DIRECTIONS |
Copy every line of the material below word for word.

— begin —

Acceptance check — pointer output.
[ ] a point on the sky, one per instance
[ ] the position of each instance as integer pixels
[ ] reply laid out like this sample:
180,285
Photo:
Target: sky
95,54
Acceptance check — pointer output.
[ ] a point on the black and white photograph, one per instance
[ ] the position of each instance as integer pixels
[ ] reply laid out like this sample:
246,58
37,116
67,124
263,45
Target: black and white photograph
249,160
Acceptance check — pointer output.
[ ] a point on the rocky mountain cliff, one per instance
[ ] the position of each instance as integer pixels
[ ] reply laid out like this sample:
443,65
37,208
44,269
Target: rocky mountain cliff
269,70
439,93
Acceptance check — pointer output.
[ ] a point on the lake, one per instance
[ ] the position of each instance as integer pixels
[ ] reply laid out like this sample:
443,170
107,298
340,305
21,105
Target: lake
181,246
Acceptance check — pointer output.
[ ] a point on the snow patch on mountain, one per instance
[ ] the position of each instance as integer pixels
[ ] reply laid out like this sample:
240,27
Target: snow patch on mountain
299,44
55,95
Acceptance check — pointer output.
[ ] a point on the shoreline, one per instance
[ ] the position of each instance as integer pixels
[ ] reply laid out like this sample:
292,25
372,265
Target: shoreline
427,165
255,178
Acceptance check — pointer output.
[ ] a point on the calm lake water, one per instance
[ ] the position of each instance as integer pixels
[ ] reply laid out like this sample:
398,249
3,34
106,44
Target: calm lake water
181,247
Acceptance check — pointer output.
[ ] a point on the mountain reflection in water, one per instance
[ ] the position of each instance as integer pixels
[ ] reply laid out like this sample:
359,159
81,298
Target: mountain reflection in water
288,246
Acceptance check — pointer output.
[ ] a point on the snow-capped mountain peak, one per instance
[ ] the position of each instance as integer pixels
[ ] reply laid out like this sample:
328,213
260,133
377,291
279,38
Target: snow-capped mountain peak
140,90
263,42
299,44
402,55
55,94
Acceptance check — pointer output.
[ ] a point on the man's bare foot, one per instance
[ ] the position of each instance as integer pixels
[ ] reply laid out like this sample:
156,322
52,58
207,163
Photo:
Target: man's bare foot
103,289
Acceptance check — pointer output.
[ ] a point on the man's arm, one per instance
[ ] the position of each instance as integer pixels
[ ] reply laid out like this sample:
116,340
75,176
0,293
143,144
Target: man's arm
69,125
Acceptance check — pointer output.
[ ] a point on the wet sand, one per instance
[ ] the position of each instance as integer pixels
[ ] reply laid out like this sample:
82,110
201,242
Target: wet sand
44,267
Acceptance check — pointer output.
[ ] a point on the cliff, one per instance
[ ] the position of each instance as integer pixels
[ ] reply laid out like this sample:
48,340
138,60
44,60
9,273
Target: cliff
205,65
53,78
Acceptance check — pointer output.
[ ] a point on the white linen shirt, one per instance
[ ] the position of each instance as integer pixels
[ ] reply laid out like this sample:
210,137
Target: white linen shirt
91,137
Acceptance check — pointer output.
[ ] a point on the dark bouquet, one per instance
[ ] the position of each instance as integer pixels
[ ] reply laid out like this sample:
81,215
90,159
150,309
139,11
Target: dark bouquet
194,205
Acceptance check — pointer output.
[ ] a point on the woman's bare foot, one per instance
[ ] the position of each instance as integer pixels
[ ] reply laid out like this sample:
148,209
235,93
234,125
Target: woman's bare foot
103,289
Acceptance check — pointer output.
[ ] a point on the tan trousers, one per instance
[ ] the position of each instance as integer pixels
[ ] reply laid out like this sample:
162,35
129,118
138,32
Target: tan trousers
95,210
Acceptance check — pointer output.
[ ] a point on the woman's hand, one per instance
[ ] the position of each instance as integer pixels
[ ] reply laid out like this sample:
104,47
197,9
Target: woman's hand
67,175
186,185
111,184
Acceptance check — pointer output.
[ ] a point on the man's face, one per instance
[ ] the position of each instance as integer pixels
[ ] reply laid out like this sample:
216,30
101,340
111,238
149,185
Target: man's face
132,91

— end —

OUTPUT OF THE TASK |
Acceptance check — pointer output.
[ ] a point on the sky, one per instance
[ ] the position of each instance as integer pixels
[ ] reply laid out like this sample:
180,285
Photo:
Target: sky
95,54
Acceptance check — pointer output.
[ ] a point on the black and white photograph, one per instance
[ ] the position of each instance as integer pixels
[ ] reply laid out like this sample:
246,58
37,116
67,124
263,45
Target: black and white photograph
249,160
Acceptance check — pointer output.
[ ] a point on the rocky mountain cliff, one per instance
[ ] the position of each instance as integer pixels
[ ] reply laid out like this sample:
443,65
37,208
44,269
Target: rocky mountain cliff
269,70
439,93
Acceptance check — pointer output.
[ ] a point on the lake, one per instance
[ ] the position of each instance as integer pixels
[ ] reply laid out like this sample:
443,170
107,298
340,305
21,105
Target: lake
181,246
Acceptance check — pointer output.
[ ] a point on the snow patch on mountain, one per instance
[ ] the position of each instance as integer pixels
[ ] reply laid out like this sample:
240,27
Target: snow patch on mountain
299,44
55,95
Acceptance check — pointer output.
[ ] a point on the shoreline, one per instance
[ ] the position of each instance as integer pixels
[ ] reply laid out like this sample:
292,25
372,265
Target: shoreline
427,165
255,178
Acceptance check — pointer output.
[ ] a point on the calm lake water, one per instance
[ ] the position of each instance as integer pixels
[ ] reply laid out like this sample:
398,249
3,34
106,44
Target: calm lake water
181,247
Acceptance check — pointer output.
[ ] a point on the mountain reflection in water, one per instance
[ ] the position of each instance as integer pixels
[ ] reply laid out like this sample:
359,159
81,298
Target: mountain reflection in water
288,246
Acceptance check — pointer output.
[ ] a point on the snow-capped mountain peak, one per instance
[ ] the position of each instance as integer pixels
[ ] reply laid out like this sample:
328,213
260,133
377,291
279,38
Target: snow-capped mountain peak
140,90
263,42
299,44
402,55
55,94
Acceptance check — pointer output.
[ ] a point on the man's bare foot, one per instance
[ ] the position of each instance as integer pixels
[ ] reply laid out like this sample:
156,322
52,58
207,163
Photo:
Target: man's bare foot
103,289
Acceptance check — pointer output.
[ ] a point on the man's arm, one per instance
[ ] the position of each instance as integer pixels
[ ] reply laid out like this sample:
116,340
75,176
0,293
143,144
Target: man's arm
69,125
Acceptance check — pointer output.
[ ] a point on the wet sand, one per instance
[ ] the position of each instance as integer pixels
[ ] reply laid out like this sample:
82,110
201,242
Target: wet sand
44,267
Acceptance check — pointer output.
[ ] a point on the cliff, one per instance
[ ] the position of each instance as integer pixels
[ ] reply laid out like this sample:
48,340
138,60
44,60
9,273
Target: cliff
205,65
53,78
Acceptance check — pointer output.
[ ] a point on the white linen shirt, one per instance
[ ] the position of each instance as integer pixels
[ ] reply laid out like this sample:
210,137
Target: white linen shirt
91,137
Acceptance check — pointer output.
[ ] a point on the dark bouquet, one per instance
[ ] the position of each instance as integer pixels
[ ] reply laid out like this sample:
81,215
90,159
150,309
139,11
Target: dark bouquet
194,205
Acceptance check — pointer output.
[ ] a point on the woman's bare foot, one per instance
[ ] the position of each instance as integer pixels
[ ] reply laid out like this sample:
148,209
235,93
234,125
Target: woman's bare foot
103,289
Acceptance check — pointer output.
[ ] a point on the tan trousers, one per instance
[ ] the position of each instance as integer pixels
[ ] reply laid out like this sample:
162,35
129,118
138,32
Target: tan trousers
95,210
Acceptance check — pointer output.
[ ] a point on the woman's hand, one per instance
[ ] the position of each instance as integer pixels
[ ] reply laid out like this sample:
104,47
197,9
Target: woman's hand
67,175
186,185
111,184
Acceptance check — pointer output.
[ ] a point on the man's face, one per instance
[ ] the position of each instance as integer pixels
[ ] reply laid out like this sample:
216,30
101,340
111,238
149,185
Target: man's face
132,91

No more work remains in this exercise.